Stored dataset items
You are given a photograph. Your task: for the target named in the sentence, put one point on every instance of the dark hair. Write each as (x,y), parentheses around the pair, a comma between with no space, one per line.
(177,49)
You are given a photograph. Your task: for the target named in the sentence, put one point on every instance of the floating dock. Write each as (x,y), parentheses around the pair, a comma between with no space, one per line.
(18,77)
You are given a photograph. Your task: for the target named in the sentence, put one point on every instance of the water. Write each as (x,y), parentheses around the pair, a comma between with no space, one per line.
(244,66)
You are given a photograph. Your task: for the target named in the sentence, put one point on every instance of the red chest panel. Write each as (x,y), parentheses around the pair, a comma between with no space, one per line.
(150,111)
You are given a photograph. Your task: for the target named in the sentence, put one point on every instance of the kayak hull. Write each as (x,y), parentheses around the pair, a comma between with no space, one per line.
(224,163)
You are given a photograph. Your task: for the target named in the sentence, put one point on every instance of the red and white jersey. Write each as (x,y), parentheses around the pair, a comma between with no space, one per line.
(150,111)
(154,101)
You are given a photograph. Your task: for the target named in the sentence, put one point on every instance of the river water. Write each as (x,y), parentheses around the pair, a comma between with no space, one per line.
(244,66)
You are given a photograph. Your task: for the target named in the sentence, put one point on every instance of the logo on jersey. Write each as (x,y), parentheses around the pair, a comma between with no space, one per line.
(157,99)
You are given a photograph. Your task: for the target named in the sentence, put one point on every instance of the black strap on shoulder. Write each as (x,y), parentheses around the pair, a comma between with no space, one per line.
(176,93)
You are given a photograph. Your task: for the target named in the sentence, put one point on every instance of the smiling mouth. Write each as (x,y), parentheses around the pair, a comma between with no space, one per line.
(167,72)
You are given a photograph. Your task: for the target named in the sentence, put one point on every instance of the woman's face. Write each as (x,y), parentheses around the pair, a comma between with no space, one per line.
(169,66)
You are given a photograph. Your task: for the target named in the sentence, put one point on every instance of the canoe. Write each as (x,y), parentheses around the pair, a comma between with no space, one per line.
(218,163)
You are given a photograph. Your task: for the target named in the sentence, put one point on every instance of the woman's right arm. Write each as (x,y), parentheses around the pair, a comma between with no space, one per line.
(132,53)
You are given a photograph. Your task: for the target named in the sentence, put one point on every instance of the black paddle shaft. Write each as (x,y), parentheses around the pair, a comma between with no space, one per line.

## What you will do:
Give back the lines of the listing from the one with "of the canoe." through the end, both included, exactly as written and with nothing added.

## Worked answer:
You are given a photograph. Your task: for the target named in the sentence, put one point on every instance of the canoe. Write each as (x,y), parentheses around the pair, a comma between with no space, one per line.
(218,163)
You are given a photograph. Your task: for the target named in the sentence, put one point on every instance of the woman's right arm. Write each as (x,y), parentheses around the pair, a comma between with no space, one per line.
(132,53)
You are given a photograph. Your task: for the target named in the sentence, put one point on every instance of the black paddle shaft. Write each as (x,y), parentheses around the pair, a comma between with no space, one per line.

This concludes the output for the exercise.